# Chatter after Pilot Hole



## EmilioG (Oct 26, 2014)

I'm very new to machining but learning quite a bit quickly from all the great posts and info here.
I've been drilling holes in 1018 steel with a drill press using a hole starting bit or spot/center drill.
Sometimes I get chatter when I start the next size drill up after a shallow pilot hole.
I;m thinking that I may be using the wrong point angle, i.e. 135° drill after a 118° starter hole drill.

Do I need to follow the correct sequence of point angles or is the chatter from something else?
The holes are 1/2" in 3/8" thick 1018 steel.  Could it be a speed problem? Not sure of the RPM's
on the last attempt.  The drill press is very old with a lot of run out. (I saw this when I reamed a few holes
the other day and the long reamer showed how bad the run out is).  The holes don't come out elliptical
but clearly not even close to round).
Thanks. I'll take all the help I can get.


----------



## chuckorlando (Oct 26, 2014)

Never used one after the other so I dont know. But in thinking, seems the 135 would  start out only cutting on the very out side edge of the pilot till it sits all the way down. When you step up make sure each step is no bigger then the web of the next step.

Think of it like sticking a triangle inside of another triangle. If the same angle the larger triangle will still fit in snug till it bottoms.

If the first triangle is smaller angle the larger one will hit the sides at the top but touch nothing under that edge

If the first is larger angle then the second one will bottom out but have side clearance all the way up. So only the point seats.


----------



## John Hasler (Oct 26, 2014)

Try a lower speed.


----------



## Terrywerm (Oct 26, 2014)

It is not uncommon to experience a little bit of chatter as you start a drill bit into a pilot hole. This can happen when one cutting edge encounters the work before the other one does. This is a common problem if your chuck has quite a bit of runout, the drill bit is bent or mounted incorrectly in the chuck, or can happen if you do not have the pilot hole centered beneath the larger bit. In many cases, getting the drill bit working faster (increasing rate of feed) will resolve this problem. This does not mean running it at a higher speed, however. Many times reducing the rpm of the drill will help also.


----------



## Pat of TN (Oct 26, 2014)

Hmm. I find that, if drilling with a pilot hole, a slower speed is necessary than if going without a pilot. Now, a _spot_ is different. A small dimple or very shallow hole to make sure the drill remains centered, but with nothing through the part, is a spot. A pilot drill would be, say, drilling through the part with a .125 drill and then with your 3/8 drill.

Just to clear up any misconceptions!

I also find that, if one is drilling with a pilot hole, the drill will seem to chatter until it gets down into the part a ways. 

Although... Having a loose drill press certainly doesn't help either though, and may indeed be the source of the issue entirely...

I would add more, in concurrence with monsieur Terrywerm above me here, that the rule of thumb when chatter is experienced is very simple - reduce your cutting speed (RPM), increase your feed.


----------



## EmilioG (Oct 31, 2014)

Pat of TN said:


> Hmm. I find that, if drilling with a pilot hole, a slower speed is necessary than if going without a pilot. Now, a _spot_ is different. A small dimple or very shallow hole to make sure the drill remains centered, but with nothing through the part, is a spot. A pilot drill would be, say, drilling through the part with a .125 drill and then with your 3/8 drill.

REQUIRED WORK:
1. Pull out everything in the chatter thread from "## chuckorlando (Oct" down to "the point seats.".
2. According to the chatter thread, why can a drill bit chatter as it starts into a pilot hole? Answer in one to three sentences.
The entries after this point are separate material, apart from the chatter thread.

RECORDS SUPPLIED:
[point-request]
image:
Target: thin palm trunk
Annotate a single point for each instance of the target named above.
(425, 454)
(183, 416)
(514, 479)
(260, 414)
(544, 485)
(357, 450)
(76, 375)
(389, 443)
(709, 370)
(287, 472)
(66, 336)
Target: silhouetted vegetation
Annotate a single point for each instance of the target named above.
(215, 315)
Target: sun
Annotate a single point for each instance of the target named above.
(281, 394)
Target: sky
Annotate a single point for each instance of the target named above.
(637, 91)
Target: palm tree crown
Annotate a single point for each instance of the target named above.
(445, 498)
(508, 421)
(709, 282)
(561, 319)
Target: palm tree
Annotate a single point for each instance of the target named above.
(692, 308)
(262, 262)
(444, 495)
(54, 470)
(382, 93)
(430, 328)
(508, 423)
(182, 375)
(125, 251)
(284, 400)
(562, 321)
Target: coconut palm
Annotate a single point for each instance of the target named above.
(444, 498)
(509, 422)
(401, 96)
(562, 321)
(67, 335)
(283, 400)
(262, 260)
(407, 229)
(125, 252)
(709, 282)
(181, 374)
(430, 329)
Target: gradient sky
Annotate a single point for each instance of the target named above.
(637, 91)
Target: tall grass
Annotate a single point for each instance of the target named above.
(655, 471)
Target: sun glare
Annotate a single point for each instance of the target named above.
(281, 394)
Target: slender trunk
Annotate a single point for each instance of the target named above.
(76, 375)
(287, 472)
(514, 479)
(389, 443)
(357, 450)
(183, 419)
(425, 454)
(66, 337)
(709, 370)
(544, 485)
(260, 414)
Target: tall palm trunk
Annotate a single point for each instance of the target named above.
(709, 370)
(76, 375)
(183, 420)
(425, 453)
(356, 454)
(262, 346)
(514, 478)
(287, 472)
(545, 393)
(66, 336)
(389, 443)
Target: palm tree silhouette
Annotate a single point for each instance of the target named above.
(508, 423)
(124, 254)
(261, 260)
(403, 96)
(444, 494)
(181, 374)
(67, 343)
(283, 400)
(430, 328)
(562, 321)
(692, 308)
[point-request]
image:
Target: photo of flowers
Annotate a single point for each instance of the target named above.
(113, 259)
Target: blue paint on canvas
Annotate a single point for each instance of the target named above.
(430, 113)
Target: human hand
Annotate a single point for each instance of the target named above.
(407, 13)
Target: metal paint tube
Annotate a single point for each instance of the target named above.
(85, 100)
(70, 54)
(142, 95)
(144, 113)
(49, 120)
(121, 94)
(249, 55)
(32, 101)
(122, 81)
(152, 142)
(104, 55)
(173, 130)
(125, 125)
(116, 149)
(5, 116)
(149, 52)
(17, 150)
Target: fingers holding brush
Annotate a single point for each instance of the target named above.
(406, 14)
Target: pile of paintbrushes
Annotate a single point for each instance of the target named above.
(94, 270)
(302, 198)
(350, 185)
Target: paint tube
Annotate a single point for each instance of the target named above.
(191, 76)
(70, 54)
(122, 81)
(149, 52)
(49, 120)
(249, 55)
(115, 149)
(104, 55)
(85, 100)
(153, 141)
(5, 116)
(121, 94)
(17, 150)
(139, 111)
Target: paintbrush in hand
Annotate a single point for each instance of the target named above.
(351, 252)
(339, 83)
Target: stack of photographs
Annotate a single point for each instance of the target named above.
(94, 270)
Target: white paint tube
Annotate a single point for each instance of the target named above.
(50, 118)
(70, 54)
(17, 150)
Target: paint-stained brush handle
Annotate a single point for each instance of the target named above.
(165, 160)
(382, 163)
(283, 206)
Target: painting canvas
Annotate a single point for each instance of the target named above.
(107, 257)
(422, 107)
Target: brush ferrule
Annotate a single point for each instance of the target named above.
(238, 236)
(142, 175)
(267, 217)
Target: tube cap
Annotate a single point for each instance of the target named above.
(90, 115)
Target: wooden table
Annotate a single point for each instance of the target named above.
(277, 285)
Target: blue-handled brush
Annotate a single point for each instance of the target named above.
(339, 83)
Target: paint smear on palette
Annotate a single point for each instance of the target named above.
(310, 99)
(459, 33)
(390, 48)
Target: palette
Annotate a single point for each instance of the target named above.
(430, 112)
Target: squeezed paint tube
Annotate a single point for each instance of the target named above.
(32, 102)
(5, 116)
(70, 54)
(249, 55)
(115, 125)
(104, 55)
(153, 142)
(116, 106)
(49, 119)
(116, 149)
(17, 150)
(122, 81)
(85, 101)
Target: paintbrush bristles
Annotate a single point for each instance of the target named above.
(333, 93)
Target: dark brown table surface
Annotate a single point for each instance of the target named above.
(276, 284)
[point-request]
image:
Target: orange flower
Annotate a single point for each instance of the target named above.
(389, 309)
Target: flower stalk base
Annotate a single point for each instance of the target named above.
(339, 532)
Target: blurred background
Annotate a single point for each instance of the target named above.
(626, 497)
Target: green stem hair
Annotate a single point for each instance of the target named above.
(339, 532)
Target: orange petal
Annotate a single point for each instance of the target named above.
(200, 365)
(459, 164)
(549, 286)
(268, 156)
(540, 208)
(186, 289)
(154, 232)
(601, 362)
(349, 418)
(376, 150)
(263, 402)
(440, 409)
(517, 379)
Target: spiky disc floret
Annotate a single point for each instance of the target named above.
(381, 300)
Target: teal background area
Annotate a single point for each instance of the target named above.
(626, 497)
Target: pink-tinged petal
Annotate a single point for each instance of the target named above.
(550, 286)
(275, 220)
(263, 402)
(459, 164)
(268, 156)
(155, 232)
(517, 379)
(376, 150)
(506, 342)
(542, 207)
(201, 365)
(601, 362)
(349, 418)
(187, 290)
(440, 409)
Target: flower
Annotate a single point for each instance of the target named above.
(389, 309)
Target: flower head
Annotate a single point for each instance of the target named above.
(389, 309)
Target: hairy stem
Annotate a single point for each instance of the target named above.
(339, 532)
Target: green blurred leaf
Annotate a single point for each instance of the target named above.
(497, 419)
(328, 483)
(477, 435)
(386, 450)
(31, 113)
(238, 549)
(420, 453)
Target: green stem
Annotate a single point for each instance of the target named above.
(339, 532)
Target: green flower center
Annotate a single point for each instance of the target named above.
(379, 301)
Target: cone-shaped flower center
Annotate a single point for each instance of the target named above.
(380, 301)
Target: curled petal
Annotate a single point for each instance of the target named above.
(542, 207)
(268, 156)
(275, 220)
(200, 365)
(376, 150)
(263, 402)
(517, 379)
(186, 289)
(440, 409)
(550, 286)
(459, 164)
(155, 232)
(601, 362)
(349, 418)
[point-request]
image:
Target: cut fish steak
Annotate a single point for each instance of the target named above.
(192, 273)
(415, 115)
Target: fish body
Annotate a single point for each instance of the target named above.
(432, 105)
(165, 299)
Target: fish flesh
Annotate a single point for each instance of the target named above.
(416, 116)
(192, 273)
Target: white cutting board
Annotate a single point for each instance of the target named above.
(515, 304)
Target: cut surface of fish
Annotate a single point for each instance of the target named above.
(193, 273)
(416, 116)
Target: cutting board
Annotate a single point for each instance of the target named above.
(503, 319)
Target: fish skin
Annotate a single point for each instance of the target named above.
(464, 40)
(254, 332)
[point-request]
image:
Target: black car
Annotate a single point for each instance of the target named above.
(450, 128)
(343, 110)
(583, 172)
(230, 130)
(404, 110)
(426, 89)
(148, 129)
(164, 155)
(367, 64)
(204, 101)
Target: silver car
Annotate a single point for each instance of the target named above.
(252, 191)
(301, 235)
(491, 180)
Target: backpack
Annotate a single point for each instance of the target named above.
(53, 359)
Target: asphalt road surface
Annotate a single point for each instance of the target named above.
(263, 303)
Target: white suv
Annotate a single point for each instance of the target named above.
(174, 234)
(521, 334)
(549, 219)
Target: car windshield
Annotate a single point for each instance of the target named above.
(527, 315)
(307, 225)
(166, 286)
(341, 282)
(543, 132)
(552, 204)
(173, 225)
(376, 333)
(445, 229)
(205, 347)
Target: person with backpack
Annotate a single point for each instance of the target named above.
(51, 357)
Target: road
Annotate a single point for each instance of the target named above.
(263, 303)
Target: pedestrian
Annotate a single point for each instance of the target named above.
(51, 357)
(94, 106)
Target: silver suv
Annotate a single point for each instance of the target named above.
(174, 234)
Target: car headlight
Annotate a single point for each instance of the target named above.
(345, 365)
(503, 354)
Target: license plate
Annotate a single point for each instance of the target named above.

RESULTS IN ORDER:
1.
## chuckorlando (Oct 26, 2014)

Never used one after the other so I dont know. But in thinking, seems the 135 would  start out only cutting on the very out side edge of the pilot till it sits all the way down. When you step up make sure each step is no bigger then the web of the next step.

Think of it like sticking a triangle inside of another triangle. If the same angle the larger triangle will still fit in snug till it bottoms.

If the first triangle is smaller angle the larger one will hit the sides at the top but touch nothing under that edge

If the first is larger angle then the second one will bottom out but have side clearance all the way up. So only the point seats.

2. It chatters when one cutting edge meets the work before the other does. This often happens when the chuck has a lot of runout, the bit is bent or mounted wrong in the chuck, or the pilot hole isn't centered under the larger bit.